===== MATERIAL FOR THIS TASK =====

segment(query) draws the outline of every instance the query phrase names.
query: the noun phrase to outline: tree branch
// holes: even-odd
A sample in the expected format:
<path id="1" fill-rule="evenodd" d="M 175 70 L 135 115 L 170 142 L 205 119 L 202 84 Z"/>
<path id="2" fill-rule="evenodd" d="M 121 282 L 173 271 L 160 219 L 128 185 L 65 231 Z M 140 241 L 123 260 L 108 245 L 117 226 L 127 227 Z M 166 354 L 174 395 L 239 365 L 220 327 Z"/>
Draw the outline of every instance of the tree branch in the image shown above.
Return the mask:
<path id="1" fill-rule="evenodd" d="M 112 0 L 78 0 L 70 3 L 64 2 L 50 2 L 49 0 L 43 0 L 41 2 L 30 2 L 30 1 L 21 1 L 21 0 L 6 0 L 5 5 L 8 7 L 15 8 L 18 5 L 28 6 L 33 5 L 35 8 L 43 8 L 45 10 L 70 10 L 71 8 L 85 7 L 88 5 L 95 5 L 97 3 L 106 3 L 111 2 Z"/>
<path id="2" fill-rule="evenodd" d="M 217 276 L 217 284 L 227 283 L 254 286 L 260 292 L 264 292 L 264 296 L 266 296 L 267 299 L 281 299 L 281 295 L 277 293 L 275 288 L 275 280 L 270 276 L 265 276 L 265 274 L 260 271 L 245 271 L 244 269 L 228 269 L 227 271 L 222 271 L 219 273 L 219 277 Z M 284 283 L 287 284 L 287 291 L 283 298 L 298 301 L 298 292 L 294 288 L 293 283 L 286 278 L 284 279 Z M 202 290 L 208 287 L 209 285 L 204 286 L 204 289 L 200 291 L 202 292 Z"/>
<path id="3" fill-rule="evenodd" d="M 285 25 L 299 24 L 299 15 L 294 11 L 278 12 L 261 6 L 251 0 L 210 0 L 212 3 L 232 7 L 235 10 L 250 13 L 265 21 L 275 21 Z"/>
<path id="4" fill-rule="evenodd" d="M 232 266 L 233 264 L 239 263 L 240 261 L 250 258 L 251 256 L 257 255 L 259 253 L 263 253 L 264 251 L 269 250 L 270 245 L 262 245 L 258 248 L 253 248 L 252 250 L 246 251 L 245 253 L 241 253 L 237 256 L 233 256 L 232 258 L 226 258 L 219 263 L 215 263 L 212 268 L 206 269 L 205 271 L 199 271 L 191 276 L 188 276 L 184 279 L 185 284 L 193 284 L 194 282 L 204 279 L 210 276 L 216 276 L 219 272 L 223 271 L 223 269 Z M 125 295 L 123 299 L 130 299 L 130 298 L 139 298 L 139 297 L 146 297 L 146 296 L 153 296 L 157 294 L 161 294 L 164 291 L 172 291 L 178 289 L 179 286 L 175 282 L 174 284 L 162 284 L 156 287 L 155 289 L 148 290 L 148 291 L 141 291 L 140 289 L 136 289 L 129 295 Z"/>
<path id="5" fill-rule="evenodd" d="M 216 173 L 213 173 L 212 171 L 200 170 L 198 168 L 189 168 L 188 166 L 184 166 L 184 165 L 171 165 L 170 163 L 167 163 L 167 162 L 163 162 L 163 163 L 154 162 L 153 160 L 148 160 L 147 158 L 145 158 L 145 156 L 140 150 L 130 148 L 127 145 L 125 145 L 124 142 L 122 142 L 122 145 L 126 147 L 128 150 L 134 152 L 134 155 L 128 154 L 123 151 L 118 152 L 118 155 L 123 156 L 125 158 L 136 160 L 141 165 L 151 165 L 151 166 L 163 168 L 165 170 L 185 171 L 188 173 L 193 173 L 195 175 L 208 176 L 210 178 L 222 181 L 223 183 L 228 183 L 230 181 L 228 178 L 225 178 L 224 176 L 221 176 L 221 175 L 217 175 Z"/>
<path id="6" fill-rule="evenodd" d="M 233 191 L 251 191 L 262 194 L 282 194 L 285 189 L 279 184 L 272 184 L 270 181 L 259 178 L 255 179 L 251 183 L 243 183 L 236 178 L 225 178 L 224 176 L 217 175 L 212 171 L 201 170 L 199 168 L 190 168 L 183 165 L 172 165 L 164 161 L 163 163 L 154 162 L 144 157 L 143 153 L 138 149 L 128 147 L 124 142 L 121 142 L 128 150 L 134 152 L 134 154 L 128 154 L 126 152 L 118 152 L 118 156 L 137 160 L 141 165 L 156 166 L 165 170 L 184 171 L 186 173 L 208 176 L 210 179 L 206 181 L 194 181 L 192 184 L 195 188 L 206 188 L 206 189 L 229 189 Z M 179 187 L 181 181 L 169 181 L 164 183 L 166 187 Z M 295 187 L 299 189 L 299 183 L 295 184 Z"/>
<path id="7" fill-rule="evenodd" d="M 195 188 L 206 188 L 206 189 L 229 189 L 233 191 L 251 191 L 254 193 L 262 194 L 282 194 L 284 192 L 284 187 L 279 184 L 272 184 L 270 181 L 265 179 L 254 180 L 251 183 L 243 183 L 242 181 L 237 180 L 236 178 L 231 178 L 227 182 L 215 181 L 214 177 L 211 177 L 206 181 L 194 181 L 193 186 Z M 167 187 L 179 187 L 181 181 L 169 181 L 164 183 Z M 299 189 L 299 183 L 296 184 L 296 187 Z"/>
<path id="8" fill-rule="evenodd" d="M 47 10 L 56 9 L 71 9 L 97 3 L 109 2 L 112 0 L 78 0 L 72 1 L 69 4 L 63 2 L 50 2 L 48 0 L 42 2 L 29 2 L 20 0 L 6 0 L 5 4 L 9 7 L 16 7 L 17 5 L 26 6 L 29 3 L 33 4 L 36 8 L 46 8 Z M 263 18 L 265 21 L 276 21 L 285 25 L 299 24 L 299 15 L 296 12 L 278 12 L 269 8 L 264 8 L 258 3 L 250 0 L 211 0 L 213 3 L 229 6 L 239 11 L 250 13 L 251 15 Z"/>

=====

### [TASK DESCRIPTION]
Working through the records above, copy each line in which "every" is found.

### [REPLY TO THE TASK]
segment(query) draws the outline of every instance the query phrase names.
Draw the outline of every instance of the tree branch in the image shown above.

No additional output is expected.